Pendant ma période ministérielle entre 1981 et 1984 j’ai poursuivi cette action qui a été dominée par l’existence de nombreux concours séparés entre hommes et femmes en raison de la nature des fonctions exercées. Ma première intervention a été de modifier le statut pour remplacer le mot « nature » par « conditions déterminantes de l’exercice des fonctions ». Durant la période considérée le nombre de cas de concours séparés a été réduit de 35 à 15. Il ne doit plus subsister aujourd’hui au sein de la fonction publique civile que le recrutement séparé entre les femmes et les hommes dans l’administration pénitentiaire. J’ai également initié alors la publication de rapports pour préciser l’état des lieux. J’ai aussi décidé la féminisation des intitulés des corps de fonctionnaires (administrateurs et administratrices, par exemple), recommandations vite oubliées..

→ EXTRAITS DE DONNÉES:

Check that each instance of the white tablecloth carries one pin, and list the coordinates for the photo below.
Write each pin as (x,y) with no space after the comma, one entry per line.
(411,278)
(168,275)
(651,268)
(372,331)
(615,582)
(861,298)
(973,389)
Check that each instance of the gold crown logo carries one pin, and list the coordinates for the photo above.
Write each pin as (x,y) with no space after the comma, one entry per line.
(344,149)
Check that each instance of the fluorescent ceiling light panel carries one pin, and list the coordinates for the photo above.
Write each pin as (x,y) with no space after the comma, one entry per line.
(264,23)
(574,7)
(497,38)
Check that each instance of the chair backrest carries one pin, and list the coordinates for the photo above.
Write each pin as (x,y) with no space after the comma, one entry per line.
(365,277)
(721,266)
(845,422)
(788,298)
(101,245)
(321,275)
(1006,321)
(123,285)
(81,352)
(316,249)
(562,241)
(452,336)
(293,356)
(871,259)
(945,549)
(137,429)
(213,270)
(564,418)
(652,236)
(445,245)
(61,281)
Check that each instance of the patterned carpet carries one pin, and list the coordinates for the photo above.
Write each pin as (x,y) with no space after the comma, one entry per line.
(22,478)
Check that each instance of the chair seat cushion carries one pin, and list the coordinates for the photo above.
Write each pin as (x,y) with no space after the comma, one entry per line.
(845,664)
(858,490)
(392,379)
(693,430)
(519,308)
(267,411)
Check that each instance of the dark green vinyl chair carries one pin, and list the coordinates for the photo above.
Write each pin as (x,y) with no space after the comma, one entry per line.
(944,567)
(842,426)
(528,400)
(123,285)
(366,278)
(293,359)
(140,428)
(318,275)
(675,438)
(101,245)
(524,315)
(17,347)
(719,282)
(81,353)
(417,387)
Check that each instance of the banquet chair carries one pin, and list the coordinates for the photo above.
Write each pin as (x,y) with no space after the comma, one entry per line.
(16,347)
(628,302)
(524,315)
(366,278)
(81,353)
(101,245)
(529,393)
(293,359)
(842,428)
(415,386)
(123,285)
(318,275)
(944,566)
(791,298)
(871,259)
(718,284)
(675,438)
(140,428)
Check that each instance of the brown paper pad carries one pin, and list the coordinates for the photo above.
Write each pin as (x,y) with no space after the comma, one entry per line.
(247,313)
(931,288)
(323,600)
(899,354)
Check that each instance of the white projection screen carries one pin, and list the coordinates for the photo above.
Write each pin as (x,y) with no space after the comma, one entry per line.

→ CONSIGNE A:
D'après le texte sur les concours séparés, de combien à combien le nombre de cas de concours séparés a-t-il été réduit durant la période considérée ?
→ CONSIGNE B:
Recopiez le texte sur les concours séparés depuis « Pendant ma période » jusqu'à « recommandations vite oubliées.. » inclus.
→ CONSIGNE C:
Prolongez le texte sur les concours séparés à partir de l'endroit où il s'arrête.
Les données qui précèdent forment un matériau distinct du texte.

→ RÉPONSE ATTENDUE A:
Il est passé de 35 à 15.

→ RÉPONSE ATTENDUE B:
Pendant ma période ministérielle entre 1981 et 1984 j’ai poursuivi cette action qui a été dominée par l’existence de nombreux concours séparés entre hommes et femmes en raison de la nature des fonctions exercées. Ma première intervention a été de modifier le statut pour remplacer le mot « nature » par « conditions déterminantes de l’exercice des fonctions ». Durant la période considérée le nombre de cas de concours séparés a été réduit de 35 à 15. Il ne doit plus subsister aujourd’hui au sein de la fonction publique civile que le recrutement séparé entre les femmes et les hommes dans l’administration pénitentiaire. J’ai également initié alors la publication de rapports pour préciser l’état des lieux. J’ai aussi décidé la féminisation des intitulés des corps de fonctionnaires (administrateurs et administratrices, par exemple), recommandations vite oubliées..

→ RÉPONSE ATTENDUE C:
De 2000 à 2005, sur proposition du ministre de la Fonction publique d’alors Michel Sapin, j’ai présidé le Comité de pilotage pour l’égal accès des femmes et des hommes aux emplois supérieurs de la fonction publique. Ce comité a produit trois rapports intéressants à la Documentation française, mais je peine à mesurer les résultats de cette réflexion. Je me réjouis de voir aujourd’hui que c’est une femme, Madame Virginie Schwarz, qui dirige Météo-France comme présidente directrice générale.
S’il reste sans doute des progrès à réaliser en matière d’égalité entre femmes et hommes dans la météorologie, le principe est aujourd’hui devenu indiscutable.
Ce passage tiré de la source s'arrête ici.